### Set problem 1
List every date and time that appears in the mailing list message below.

### Page excerpt
---

Rewrite before regex location
Joyce Babu
joyce at joycebabu.com
Fri May 6 20:16:50 UTC 2016
Thank you for the suggestion, Anoop. I did not want to do that since it
would be evaluated for every request.
On Thu, May 5, 2016 at 7:52 AM, Anoop Alias <anoopalias01 at gmail.com> wrote:
> Hi ,
>
> Can you try putting the rewrite in server{} block outside of all
> location{} blocks like
>
> rewrite "^/test/([a-z]+).php$" /test/test.php?q=$1 last;
>
>
>
> On Thu, May 5, 2016 at 5:13 AM, Joyce Babu <joyce at joycebabu.com> wrote:
> >> If you've got a messy config with no common patterns, you've got a messy
> >> config with no common patterns, and there's not much you can do about
> it.
> >>
> >> If you can find common patterns, maybe you can make the config more
> >> maintainable (read: no top-level regex locations); but you don't want
> >> to break previously-working urls.
> >
> >
> > The site was initially using Apache + mod_php. Hence these ere not an
> issue.
> > It was only when
> > I tried to migrate to PHP-FPM, I realized the mistakes. Now the urls
> cannot
> > be chanced due to
> > SEO implications.
> >
> >>
> >>
> >> > I tried using ^~ as you suggested. Now the rewrite is working
> correctly,
> >> > but the files are not executed. The request is returning the actual
> PHP
> >> > source file, not the HTML generated by executing the script.

---

### Available records
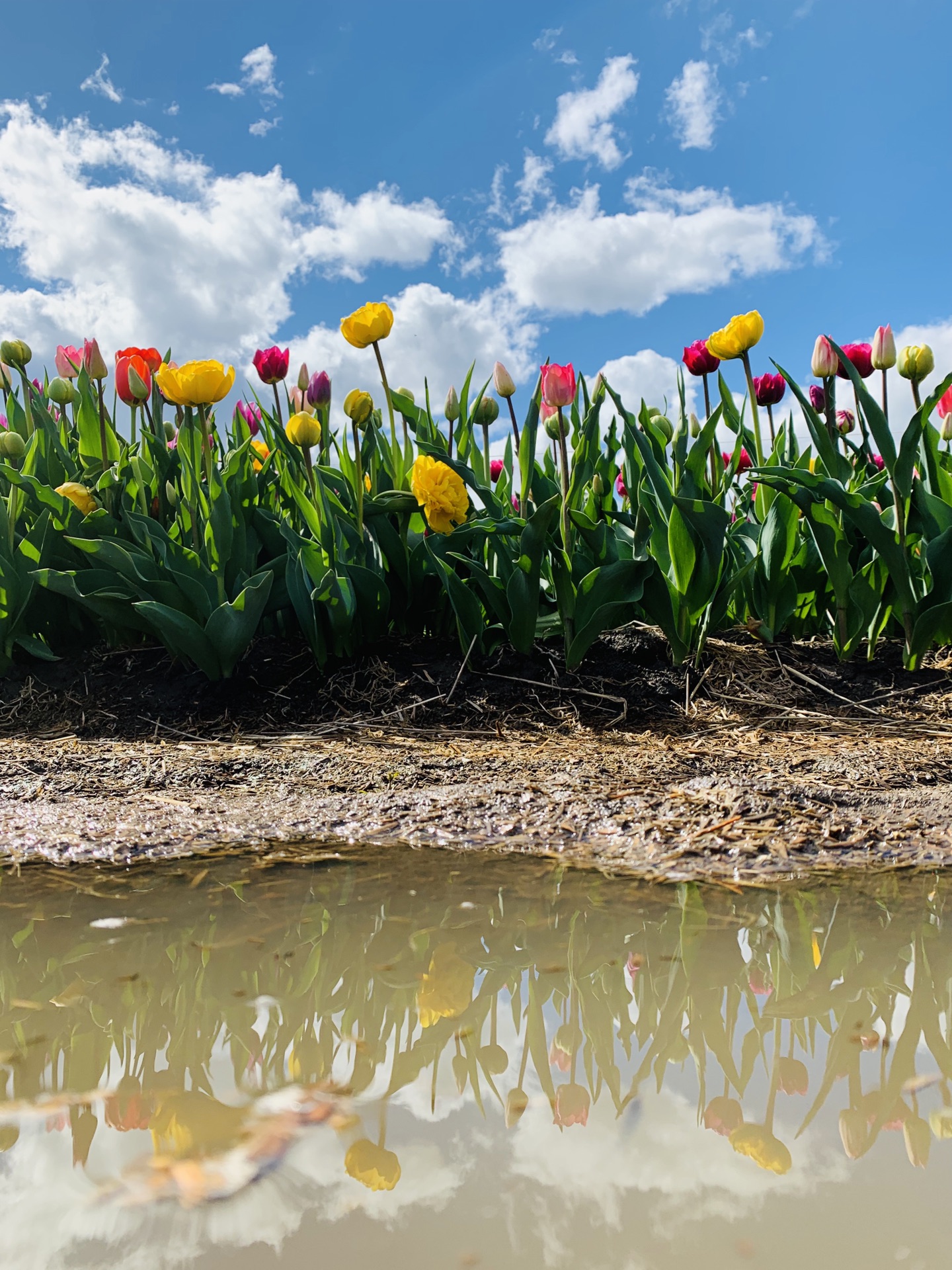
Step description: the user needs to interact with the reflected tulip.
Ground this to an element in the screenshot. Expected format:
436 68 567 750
777 1058 810 1093
552 1085 592 1129
416 945 476 1027
730 1124 793 1173
703 1095 744 1138
344 1138 400 1190
505 1089 530 1129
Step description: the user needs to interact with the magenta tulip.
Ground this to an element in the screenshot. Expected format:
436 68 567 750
836 344 873 380
754 371 787 405
539 362 575 409
253 344 291 384
682 339 721 376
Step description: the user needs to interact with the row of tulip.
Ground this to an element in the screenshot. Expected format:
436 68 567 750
0 304 952 678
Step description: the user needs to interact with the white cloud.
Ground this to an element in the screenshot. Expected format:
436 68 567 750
593 348 697 421
291 282 538 424
665 61 721 150
498 177 824 314
0 104 453 364
208 44 280 101
546 55 639 170
80 54 122 102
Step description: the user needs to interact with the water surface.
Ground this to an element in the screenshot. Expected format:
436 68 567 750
0 849 952 1270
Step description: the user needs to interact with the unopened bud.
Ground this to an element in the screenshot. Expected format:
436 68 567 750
443 388 459 423
46 376 72 405
493 362 516 398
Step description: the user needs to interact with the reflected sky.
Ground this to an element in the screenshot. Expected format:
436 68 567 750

---

### Set problem 2
From the records above, copy out the lines from the one containing "Step description: the user needs to interact with the water" through the end of the records, both included.

### Written reply 1
- Fri May 6 20:16:50 UTC 2016
- Thu, May 5, 2016 at 7:52 AM
- Thu, May 5, 2016 at 5:13 AM

### Written reply 2
Step description: the user needs to interact with the water surface.
Ground this to an element in the screenshot. Expected format:
436 68 567 750
0 849 952 1270
Step description: the user needs to interact with the unopened bud.
Ground this to an element in the screenshot. Expected format:
436 68 567 750
443 388 459 423
46 376 72 405
493 362 516 398
Step description: the user needs to interact with the reflected sky.
Ground this to an element in the screenshot. Expected format:
436 68 567 750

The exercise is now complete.